Requirement:
Lay out the records as a Markdown table with columns Row and Line. Start with their first line and continue through the line containing "667 609 L 667", both included. Give each line a row number and skip blank lines.

Labeled contour entries:
----------

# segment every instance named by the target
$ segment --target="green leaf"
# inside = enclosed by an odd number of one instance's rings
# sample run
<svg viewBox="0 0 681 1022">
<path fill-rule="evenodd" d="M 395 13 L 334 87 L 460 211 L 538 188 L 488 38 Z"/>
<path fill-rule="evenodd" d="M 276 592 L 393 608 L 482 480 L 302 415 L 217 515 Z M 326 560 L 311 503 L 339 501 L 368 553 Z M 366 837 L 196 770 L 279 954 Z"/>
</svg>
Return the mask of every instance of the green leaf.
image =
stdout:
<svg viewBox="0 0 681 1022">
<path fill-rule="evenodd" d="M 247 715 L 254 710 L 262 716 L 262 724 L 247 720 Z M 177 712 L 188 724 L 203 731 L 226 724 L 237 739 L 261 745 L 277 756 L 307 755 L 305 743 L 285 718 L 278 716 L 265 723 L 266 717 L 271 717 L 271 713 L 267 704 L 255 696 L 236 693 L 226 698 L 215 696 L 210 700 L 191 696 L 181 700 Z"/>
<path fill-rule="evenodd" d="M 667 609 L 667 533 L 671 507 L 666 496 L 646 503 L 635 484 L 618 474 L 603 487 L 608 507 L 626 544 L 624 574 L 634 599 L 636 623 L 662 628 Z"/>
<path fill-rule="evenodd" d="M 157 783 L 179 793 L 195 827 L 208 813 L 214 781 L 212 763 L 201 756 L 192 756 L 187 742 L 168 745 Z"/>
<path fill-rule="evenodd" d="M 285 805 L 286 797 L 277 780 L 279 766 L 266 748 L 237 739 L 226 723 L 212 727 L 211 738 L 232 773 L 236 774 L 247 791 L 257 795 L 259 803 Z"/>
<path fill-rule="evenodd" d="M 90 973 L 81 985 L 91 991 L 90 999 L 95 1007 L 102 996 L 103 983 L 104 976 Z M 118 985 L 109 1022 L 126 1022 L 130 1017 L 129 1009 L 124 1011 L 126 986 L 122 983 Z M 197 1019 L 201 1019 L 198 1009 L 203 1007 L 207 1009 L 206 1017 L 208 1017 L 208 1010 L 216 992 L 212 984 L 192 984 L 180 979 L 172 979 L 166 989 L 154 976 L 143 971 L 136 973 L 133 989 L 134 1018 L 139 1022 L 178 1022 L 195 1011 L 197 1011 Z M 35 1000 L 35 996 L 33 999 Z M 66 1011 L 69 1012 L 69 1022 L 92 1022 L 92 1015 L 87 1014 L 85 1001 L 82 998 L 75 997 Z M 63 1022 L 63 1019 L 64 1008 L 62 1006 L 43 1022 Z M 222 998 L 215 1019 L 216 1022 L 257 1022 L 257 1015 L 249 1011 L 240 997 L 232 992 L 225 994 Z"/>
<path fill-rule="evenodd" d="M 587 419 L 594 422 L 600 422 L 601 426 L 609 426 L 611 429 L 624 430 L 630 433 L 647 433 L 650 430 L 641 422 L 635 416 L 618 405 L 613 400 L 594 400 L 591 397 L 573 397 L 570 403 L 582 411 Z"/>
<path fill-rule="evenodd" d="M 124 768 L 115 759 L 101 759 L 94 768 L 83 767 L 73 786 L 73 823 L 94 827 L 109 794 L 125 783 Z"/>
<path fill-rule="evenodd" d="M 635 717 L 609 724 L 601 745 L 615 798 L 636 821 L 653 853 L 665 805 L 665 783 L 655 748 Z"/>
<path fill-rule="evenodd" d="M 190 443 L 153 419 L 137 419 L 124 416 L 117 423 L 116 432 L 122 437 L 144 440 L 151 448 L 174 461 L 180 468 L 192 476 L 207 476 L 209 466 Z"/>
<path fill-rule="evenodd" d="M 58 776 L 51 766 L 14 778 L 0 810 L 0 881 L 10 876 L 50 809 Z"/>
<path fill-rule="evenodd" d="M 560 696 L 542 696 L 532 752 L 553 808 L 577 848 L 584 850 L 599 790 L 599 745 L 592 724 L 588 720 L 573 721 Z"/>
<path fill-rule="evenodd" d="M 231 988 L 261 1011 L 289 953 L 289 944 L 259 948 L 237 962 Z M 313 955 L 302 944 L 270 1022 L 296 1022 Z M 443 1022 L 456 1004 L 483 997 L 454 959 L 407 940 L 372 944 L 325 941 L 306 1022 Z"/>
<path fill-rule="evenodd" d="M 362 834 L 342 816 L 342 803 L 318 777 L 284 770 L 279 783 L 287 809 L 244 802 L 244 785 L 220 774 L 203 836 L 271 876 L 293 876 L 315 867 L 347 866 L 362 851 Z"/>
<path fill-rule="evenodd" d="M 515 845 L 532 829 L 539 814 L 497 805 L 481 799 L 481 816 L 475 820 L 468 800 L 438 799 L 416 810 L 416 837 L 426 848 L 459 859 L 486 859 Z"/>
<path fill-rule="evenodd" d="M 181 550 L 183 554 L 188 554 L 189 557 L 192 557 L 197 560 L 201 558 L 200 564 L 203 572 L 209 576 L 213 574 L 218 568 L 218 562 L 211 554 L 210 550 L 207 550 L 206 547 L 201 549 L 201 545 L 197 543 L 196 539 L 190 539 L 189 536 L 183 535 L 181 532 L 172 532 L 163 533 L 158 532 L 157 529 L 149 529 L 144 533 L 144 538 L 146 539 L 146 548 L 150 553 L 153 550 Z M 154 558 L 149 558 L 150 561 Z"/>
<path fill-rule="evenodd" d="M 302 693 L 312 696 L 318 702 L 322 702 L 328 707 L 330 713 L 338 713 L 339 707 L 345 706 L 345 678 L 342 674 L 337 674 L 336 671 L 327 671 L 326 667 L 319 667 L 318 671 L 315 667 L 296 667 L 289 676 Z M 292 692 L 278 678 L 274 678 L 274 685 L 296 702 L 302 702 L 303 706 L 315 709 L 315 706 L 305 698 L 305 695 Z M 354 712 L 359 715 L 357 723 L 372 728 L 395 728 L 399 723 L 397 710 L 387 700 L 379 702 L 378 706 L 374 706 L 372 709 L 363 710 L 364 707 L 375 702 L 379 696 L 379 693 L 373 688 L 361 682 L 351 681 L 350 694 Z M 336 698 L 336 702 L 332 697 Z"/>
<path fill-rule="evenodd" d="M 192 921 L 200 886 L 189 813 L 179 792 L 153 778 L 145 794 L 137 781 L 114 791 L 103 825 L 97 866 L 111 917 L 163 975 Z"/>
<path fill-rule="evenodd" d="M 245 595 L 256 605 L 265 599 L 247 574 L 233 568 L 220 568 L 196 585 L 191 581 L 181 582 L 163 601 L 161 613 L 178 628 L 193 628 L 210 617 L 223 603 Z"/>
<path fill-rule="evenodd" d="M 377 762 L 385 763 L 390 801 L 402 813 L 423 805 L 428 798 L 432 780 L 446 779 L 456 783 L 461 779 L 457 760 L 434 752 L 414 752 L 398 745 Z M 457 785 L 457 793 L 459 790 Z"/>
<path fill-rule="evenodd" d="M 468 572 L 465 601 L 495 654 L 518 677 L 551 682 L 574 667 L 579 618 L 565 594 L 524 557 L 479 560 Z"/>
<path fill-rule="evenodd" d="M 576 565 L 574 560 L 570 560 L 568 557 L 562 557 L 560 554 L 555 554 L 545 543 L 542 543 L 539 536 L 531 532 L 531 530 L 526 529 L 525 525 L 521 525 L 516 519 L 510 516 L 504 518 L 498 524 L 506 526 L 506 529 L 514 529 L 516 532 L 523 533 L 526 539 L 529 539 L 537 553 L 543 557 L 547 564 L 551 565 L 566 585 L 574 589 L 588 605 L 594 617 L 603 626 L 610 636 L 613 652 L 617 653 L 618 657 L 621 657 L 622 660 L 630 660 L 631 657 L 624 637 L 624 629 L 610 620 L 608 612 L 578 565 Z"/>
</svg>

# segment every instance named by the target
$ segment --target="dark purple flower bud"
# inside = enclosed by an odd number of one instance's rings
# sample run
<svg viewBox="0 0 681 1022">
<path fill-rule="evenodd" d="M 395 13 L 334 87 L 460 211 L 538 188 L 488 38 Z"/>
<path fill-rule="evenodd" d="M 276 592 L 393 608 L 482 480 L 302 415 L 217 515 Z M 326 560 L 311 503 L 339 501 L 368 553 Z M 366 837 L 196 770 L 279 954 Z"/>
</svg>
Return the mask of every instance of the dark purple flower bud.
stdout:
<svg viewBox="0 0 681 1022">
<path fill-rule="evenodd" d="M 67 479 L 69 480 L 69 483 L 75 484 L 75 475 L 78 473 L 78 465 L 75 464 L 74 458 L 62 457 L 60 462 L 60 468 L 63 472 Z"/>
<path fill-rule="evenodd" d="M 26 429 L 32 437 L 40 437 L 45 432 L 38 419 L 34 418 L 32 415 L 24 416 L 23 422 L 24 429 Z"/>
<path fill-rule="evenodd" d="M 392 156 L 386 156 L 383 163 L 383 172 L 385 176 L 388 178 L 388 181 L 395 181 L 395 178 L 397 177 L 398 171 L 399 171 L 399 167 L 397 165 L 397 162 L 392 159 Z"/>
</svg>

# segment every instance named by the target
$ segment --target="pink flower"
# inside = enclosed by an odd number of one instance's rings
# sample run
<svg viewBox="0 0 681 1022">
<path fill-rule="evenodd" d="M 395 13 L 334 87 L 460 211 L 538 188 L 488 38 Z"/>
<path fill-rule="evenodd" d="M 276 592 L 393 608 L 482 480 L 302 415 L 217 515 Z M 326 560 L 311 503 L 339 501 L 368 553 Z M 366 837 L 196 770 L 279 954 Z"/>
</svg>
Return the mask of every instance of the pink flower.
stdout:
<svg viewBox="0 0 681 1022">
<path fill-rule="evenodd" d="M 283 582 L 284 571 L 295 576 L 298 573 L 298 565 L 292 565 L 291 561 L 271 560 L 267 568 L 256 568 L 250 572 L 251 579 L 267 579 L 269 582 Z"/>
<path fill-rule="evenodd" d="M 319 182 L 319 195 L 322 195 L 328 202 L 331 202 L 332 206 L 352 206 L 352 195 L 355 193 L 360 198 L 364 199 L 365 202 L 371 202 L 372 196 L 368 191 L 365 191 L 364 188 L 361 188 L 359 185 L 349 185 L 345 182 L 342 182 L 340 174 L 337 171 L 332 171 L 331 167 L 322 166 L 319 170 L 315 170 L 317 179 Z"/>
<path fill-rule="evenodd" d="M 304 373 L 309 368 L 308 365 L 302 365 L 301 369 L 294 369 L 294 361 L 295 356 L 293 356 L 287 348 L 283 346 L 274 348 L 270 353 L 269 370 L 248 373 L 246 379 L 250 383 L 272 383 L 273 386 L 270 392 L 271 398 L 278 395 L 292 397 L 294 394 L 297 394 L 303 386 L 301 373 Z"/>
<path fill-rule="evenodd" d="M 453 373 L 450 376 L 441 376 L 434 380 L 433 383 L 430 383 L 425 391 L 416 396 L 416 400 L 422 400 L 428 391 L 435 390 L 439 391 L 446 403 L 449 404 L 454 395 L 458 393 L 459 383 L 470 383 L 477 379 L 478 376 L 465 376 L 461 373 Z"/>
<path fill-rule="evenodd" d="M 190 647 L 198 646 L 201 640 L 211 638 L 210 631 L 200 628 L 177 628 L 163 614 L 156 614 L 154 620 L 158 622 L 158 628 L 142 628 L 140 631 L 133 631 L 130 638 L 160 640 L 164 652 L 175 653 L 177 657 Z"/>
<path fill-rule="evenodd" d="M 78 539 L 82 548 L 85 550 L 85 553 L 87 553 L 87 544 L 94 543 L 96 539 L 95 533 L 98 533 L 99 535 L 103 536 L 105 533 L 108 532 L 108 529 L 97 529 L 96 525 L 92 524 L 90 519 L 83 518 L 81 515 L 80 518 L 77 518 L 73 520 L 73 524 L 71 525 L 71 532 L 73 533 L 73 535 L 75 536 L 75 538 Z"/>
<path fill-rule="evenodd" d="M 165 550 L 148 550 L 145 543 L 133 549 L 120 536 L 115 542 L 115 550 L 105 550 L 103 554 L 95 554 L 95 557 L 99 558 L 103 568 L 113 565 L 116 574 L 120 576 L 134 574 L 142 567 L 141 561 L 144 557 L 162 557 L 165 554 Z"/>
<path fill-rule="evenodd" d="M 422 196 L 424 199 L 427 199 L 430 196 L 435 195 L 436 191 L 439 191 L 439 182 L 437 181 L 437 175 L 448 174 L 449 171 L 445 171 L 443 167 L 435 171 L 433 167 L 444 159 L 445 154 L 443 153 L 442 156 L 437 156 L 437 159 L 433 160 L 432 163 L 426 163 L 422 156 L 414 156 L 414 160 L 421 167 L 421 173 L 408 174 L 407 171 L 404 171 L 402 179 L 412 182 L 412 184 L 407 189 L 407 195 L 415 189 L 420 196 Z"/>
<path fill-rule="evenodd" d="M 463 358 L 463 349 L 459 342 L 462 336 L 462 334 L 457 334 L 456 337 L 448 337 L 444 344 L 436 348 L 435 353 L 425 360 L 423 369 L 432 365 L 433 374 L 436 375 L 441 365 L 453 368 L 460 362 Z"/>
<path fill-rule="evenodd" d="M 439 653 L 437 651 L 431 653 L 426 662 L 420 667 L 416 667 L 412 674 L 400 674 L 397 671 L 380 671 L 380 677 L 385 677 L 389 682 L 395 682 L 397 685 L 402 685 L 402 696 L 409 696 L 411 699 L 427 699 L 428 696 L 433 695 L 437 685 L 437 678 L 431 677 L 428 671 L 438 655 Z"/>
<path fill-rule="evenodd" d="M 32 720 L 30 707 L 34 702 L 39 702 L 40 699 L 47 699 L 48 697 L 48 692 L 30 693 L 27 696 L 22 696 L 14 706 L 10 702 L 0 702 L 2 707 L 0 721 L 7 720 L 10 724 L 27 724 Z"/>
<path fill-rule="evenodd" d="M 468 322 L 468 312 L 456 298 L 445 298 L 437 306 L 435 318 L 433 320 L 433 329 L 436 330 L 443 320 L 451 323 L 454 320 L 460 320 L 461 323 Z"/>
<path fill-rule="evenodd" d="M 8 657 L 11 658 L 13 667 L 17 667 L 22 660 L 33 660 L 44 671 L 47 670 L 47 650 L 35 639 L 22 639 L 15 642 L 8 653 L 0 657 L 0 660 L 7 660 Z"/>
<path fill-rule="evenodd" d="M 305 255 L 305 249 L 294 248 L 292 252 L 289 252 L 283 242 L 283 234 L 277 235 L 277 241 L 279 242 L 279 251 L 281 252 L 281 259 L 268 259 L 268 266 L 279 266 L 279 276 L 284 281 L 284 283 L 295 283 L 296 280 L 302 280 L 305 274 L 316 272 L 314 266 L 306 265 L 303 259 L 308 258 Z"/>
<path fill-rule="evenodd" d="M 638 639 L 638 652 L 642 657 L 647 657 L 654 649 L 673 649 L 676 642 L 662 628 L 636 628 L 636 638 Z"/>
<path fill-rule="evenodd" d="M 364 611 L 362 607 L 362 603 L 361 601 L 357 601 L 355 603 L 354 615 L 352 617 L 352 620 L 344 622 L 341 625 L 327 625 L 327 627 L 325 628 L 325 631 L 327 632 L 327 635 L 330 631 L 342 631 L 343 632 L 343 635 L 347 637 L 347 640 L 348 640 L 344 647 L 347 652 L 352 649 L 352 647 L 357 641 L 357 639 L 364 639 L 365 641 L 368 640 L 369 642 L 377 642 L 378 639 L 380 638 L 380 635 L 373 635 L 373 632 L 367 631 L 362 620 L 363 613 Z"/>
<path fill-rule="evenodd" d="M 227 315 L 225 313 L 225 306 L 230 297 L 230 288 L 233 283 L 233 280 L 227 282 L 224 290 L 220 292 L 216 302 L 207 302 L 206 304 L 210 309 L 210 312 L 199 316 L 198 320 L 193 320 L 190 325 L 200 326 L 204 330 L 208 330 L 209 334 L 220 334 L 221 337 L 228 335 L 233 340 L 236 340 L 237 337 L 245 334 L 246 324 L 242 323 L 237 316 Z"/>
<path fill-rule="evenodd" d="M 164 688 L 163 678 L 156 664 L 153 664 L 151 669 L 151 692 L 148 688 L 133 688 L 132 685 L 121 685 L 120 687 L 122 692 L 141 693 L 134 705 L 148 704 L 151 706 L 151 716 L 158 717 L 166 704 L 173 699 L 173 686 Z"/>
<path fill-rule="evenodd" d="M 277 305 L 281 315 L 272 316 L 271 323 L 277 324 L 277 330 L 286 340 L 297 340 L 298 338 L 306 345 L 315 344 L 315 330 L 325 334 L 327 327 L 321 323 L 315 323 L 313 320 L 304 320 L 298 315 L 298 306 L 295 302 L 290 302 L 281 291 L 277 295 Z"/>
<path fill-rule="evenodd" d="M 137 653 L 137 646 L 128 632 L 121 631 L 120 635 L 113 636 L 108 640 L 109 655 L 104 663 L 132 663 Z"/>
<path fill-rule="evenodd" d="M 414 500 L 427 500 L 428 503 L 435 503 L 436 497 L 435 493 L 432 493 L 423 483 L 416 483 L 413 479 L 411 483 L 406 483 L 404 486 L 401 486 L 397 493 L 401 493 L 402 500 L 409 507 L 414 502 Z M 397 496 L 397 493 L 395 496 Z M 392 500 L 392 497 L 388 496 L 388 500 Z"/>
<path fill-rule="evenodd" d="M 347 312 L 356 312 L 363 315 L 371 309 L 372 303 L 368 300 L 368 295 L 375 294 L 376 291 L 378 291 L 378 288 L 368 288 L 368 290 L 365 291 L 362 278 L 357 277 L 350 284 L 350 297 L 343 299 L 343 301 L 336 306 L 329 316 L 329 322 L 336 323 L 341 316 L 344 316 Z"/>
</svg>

----------

Task response:
| Row | Line |
|---|---|
| 1 | # segment every instance named by the target |
| 2 | $ segment --target="green leaf" |
| 3 | # inside = enclosed by an odd number of one instance's rings |
| 4 | # sample run |
| 5 | <svg viewBox="0 0 681 1022"> |
| 6 | <path fill-rule="evenodd" d="M 395 13 L 334 87 L 460 211 L 538 188 L 488 38 Z"/> |
| 7 | <path fill-rule="evenodd" d="M 276 592 L 393 608 L 482 480 L 302 415 L 217 515 Z M 326 560 L 311 503 L 339 501 L 368 553 Z M 366 837 L 196 770 L 279 954 Z"/> |
| 8 | </svg> |
| 9 | Return the mask of every instance of the green leaf. |
| 10 | image = |
| 11 | stdout: |
| 12 | <svg viewBox="0 0 681 1022"> |
| 13 | <path fill-rule="evenodd" d="M 247 715 L 254 710 L 262 716 L 262 724 L 247 720 Z M 177 712 L 188 724 L 203 731 L 226 724 L 237 739 L 261 745 L 277 756 L 307 755 L 305 743 L 285 718 L 278 716 L 265 723 L 266 717 L 271 717 L 271 713 L 267 704 L 255 696 L 236 693 L 226 698 L 215 696 L 210 700 L 191 696 L 181 700 Z"/> |
| 14 | <path fill-rule="evenodd" d="M 667 609 L 667 533 L 671 507 L 666 496 L 646 503 L 635 484 L 618 474 L 603 487 L 608 507 L 626 544 L 624 574 L 634 599 L 636 623 L 662 628 Z"/> |